Exercises to complete:
1. In the article on the Range Resources upgrade, shorten the paragraph that begins "In support of the upgrade" into a brief bulleted list that keeps its main facts.
2. Extend the article on the Range Resources upgrade, picking up right after its last sentence.
==== Passage shown
The analysts at Roth/MKM believe that gas-focused exploration and production companies (E&Ps) present a more compelling investment opportunity in the near term. This assessment follows the recent announcement by OPEC+ on April 3, 2025, declaring their intention to ramp up production starting May 1.
In support of the upgrade, Roth/MKM analysts cited the competitive edge that natural gas companies may have, given the changing landscape in global energy production. The slight increase in the price target from $41 to $42 reflects a 2% enhancement and is based on a valuation multiple of 6.5 times the 2026 discounted cash flow, assuming a Henry Hub gas price of $3.75.
The analysts' commentary provided a clear rationale for their decision: "We are upgrading shares of RRC from Neutral to Buy as we think gas focused E&Ps are going to be more attractive than oil focused E&Ps in the near term given the announcement from OPEC+ on April 3 that the group plans to begin aggressively increasing production starting on May 1."
Range Resources Corporation, with its upgraded status and new price target, now reflects Roth/MKM's positive outlook on the natural gas sector in the face of impending OPEC+ production increases. The firm's analysis suggests a strategic positioning for Range Resources as the market anticipates the shift in production dynamics. With a market capitalization of $8.09 billion and EBITDA of $776.39 million, InvestingPro analysis indicates the stock is currently trading at fair value. Subscribers can access over 10 additional ProTips and a comprehensive Pro Research Report for deeper insights into RRC's financial health and market position.
========
==== Entries shown
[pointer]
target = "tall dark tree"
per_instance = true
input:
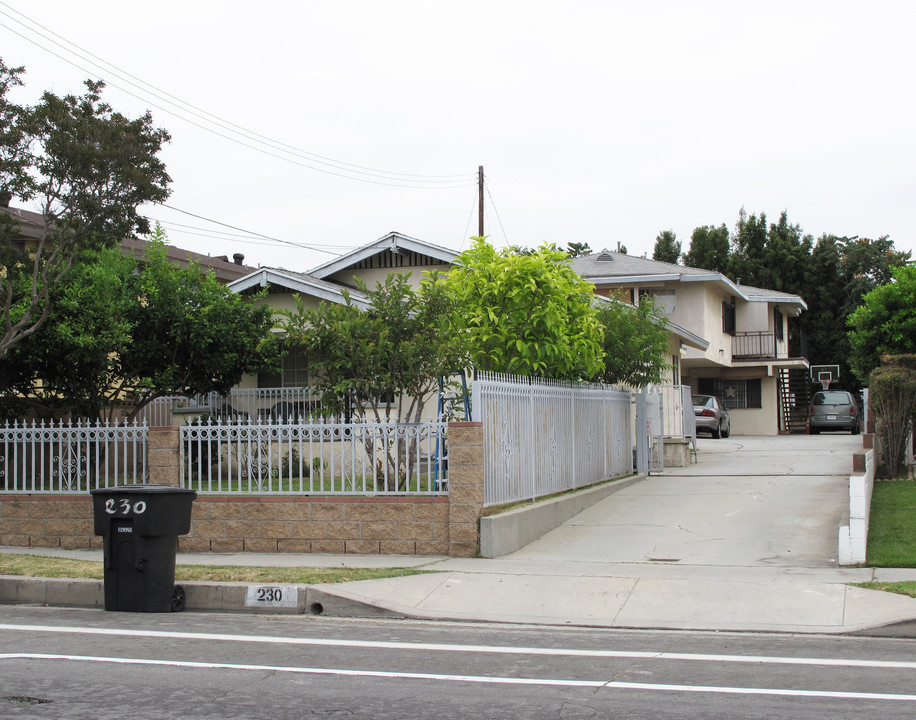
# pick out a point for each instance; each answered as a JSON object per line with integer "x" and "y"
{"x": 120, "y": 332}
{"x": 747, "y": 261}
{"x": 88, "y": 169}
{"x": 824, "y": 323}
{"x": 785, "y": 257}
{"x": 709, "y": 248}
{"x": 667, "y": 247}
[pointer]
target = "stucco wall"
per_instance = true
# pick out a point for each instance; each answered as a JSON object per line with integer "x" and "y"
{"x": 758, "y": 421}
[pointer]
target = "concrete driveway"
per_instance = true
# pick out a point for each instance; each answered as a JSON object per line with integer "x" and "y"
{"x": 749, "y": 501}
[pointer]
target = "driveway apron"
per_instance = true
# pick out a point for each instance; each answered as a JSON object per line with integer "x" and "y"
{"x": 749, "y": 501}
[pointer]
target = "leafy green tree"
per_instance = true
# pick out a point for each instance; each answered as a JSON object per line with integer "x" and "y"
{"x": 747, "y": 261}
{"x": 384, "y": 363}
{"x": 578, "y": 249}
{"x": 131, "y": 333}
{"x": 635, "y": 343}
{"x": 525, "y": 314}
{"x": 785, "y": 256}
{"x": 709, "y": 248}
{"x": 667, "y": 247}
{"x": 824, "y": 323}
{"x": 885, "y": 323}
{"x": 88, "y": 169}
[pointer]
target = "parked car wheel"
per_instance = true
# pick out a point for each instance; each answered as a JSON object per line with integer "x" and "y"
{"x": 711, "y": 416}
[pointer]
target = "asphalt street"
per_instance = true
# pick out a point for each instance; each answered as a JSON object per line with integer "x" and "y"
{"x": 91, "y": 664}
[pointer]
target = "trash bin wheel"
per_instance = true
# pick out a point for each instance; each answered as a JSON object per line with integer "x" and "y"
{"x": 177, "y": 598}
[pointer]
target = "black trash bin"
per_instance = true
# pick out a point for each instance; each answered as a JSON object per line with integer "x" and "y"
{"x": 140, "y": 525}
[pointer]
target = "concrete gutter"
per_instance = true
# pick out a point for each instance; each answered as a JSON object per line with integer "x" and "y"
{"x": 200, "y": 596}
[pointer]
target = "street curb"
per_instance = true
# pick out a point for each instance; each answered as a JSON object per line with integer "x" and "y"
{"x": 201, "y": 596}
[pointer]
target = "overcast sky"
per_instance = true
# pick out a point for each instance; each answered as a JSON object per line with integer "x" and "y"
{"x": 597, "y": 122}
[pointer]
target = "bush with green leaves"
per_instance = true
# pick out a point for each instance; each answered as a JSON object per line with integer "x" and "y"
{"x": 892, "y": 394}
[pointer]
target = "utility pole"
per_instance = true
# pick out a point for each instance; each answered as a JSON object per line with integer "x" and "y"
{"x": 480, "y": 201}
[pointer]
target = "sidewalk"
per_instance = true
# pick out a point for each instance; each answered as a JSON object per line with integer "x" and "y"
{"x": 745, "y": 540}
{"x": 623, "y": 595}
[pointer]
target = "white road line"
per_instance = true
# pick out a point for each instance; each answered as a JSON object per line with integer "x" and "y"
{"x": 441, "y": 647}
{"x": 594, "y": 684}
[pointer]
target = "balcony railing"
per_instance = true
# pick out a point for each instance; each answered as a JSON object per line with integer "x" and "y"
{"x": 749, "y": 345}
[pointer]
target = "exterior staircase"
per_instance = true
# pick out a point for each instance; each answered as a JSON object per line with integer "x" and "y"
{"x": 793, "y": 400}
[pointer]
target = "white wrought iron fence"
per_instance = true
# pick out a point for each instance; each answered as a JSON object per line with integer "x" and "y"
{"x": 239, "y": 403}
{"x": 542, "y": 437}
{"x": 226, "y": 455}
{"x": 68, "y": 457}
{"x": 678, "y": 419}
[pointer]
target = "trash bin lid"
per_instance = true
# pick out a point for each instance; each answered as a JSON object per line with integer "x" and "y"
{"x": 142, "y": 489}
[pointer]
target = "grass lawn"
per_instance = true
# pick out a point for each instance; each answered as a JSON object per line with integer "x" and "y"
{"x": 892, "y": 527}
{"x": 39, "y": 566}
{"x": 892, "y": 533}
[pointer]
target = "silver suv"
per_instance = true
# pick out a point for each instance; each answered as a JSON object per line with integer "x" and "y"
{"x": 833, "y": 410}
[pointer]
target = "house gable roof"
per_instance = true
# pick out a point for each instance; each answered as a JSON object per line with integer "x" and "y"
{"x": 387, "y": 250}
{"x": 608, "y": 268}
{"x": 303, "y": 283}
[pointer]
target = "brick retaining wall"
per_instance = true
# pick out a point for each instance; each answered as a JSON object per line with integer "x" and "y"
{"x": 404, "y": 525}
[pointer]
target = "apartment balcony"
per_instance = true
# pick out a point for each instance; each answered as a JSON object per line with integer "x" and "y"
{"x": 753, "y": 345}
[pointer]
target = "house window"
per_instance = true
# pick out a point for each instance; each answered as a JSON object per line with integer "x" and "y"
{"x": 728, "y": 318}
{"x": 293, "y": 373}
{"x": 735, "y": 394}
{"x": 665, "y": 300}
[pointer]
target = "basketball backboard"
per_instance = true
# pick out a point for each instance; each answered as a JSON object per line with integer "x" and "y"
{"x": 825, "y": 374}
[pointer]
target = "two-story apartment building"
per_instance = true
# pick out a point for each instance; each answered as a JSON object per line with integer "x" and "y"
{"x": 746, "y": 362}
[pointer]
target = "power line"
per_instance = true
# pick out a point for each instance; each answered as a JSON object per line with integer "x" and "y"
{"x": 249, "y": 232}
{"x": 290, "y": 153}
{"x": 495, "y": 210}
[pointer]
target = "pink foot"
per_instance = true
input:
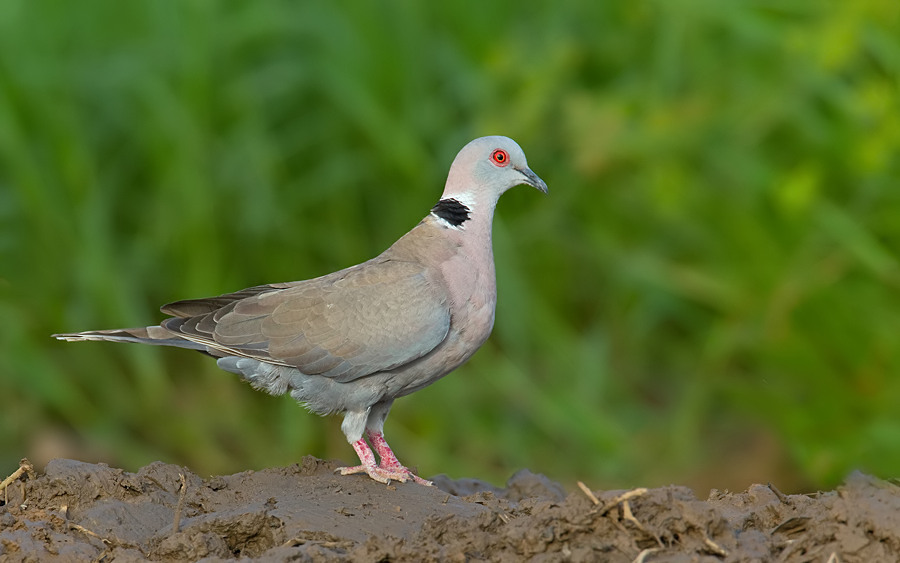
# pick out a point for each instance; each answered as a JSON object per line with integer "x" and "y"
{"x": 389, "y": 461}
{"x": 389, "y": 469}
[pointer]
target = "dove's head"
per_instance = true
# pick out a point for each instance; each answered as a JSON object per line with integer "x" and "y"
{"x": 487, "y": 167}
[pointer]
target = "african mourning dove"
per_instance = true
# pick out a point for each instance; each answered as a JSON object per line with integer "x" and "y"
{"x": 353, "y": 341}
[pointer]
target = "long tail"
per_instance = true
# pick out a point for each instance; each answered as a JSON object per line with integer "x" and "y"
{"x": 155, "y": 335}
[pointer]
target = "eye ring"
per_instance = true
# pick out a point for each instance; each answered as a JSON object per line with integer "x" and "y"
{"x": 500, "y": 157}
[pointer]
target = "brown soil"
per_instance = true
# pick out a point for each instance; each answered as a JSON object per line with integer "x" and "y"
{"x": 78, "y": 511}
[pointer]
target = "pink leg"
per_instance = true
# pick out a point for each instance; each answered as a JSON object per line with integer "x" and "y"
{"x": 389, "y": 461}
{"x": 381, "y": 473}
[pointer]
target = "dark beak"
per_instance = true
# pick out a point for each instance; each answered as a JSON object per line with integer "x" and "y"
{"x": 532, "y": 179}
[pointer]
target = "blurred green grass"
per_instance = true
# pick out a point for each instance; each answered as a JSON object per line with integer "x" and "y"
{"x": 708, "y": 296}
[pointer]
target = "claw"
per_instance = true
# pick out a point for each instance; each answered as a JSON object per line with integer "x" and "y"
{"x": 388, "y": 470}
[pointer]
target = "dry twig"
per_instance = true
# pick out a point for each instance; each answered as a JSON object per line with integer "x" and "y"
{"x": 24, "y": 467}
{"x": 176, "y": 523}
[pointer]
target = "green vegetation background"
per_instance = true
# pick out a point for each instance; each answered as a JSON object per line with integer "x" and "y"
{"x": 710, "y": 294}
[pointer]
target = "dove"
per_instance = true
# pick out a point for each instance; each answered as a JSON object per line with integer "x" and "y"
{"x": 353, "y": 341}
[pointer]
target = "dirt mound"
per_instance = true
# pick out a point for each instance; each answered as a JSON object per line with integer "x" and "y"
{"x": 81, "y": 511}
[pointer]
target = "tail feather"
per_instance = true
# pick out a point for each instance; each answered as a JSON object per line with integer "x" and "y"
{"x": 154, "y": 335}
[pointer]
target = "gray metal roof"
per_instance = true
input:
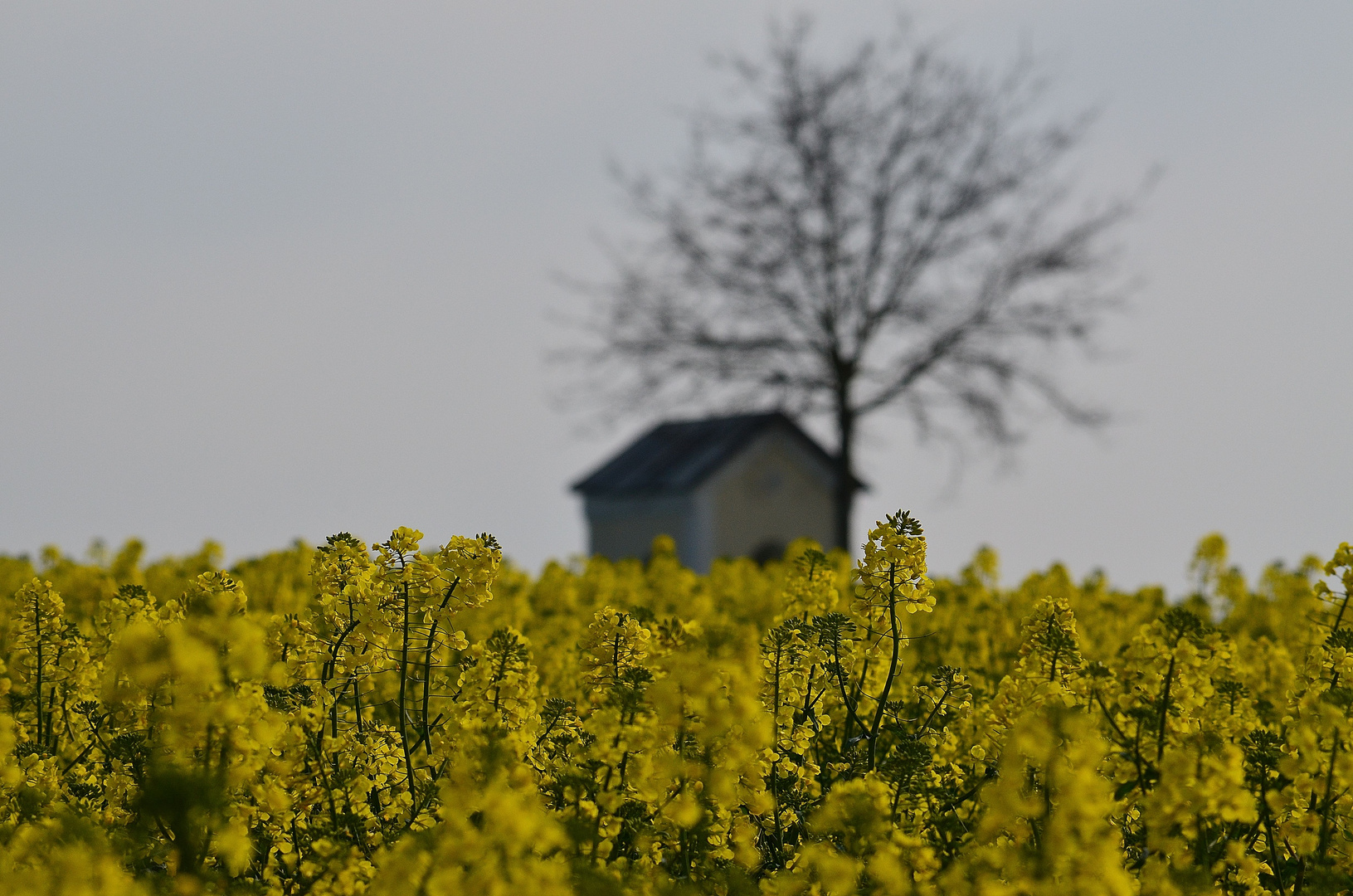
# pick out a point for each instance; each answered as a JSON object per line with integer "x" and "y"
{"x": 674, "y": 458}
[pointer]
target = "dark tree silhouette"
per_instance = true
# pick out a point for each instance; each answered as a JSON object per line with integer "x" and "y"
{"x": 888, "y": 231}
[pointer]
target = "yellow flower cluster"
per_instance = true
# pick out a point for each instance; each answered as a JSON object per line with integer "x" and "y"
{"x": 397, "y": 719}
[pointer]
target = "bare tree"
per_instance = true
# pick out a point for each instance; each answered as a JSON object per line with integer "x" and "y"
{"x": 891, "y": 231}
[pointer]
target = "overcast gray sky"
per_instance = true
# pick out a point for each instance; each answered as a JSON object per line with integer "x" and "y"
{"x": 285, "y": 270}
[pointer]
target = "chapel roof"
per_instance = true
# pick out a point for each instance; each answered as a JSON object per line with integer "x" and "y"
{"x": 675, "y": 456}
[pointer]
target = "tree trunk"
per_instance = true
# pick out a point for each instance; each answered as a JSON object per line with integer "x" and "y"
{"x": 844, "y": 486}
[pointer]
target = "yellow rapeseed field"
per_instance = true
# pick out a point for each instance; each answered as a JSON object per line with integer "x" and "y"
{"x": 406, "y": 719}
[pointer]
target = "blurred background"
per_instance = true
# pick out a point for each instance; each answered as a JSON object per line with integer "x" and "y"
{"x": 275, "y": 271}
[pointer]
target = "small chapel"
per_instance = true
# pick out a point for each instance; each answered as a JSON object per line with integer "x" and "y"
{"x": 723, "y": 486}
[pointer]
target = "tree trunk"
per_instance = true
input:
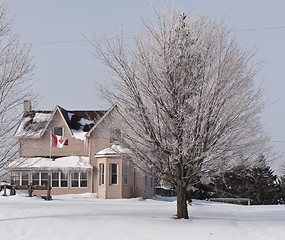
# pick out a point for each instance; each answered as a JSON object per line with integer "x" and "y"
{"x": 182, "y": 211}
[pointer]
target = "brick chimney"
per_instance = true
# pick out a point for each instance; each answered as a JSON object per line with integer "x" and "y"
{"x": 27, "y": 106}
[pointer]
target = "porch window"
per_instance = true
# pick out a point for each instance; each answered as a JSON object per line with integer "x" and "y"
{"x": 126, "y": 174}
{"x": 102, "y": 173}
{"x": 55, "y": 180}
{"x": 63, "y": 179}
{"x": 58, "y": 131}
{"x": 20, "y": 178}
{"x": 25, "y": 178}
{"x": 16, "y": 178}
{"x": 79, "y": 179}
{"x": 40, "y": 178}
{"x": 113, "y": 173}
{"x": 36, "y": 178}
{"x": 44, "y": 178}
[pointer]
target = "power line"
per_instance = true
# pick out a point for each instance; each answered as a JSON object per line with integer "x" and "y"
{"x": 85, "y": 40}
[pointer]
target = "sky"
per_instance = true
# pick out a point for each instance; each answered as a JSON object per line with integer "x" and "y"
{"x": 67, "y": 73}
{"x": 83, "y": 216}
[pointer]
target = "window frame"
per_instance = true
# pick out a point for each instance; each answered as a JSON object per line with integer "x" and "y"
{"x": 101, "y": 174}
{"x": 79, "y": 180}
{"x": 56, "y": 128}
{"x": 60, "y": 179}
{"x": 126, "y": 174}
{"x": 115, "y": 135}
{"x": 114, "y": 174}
========
Written answers:
1.
- Roth/MKM backed the upgrade by pointing to the competitive edge natural gas companies may have as global energy production shifts.
- The price target rose 2%, from $41 to $42.
- The target uses a multiple of 6.5 times 2026 discounted cash flow and assumes a Henry Hub gas price of $3.75.

2.
In other recent news, Range Resources Corporation has announced a 12.5% increase in its quarterly dividend, raising it to $0.09 per share, which translates to an annualized dividend of $0.36. This decision reflects the company's commitment to delivering value to shareholders. Additionally, Morgan Stanley (NYSE:MS) has upgraded Range Resources' stock rating from Underweight to Equalweight, raising the price target to $49.00. This upgrade is attributed to the company's capital-efficient production growth strategy and stronger natural gas prices. Meanwhile, Moody's has upgraded Range Resources' Corporate Family Rating to Ba1, citing the company's solid operational performance and improved financial flexibility.
Mizuho (NYSE:MFG) Securities has adjusted its price target for Range Resources to $45.00 from $47.00 but maintains an Outperform rating. The firm's analysts have factored in broader industry developments and marketing advantages in their revised financial model. Benchmark analysts have maintained a Hold rating for Range Resources, forecasting an earnings per share of $0.92 for the first quarter, which surpasses consensus estimates. The analysts attribute this to favorable post-hedge gas realizations and gains from swaps. These developments highlight the company's strategic focus on financial stability and growth in the volatile energy market.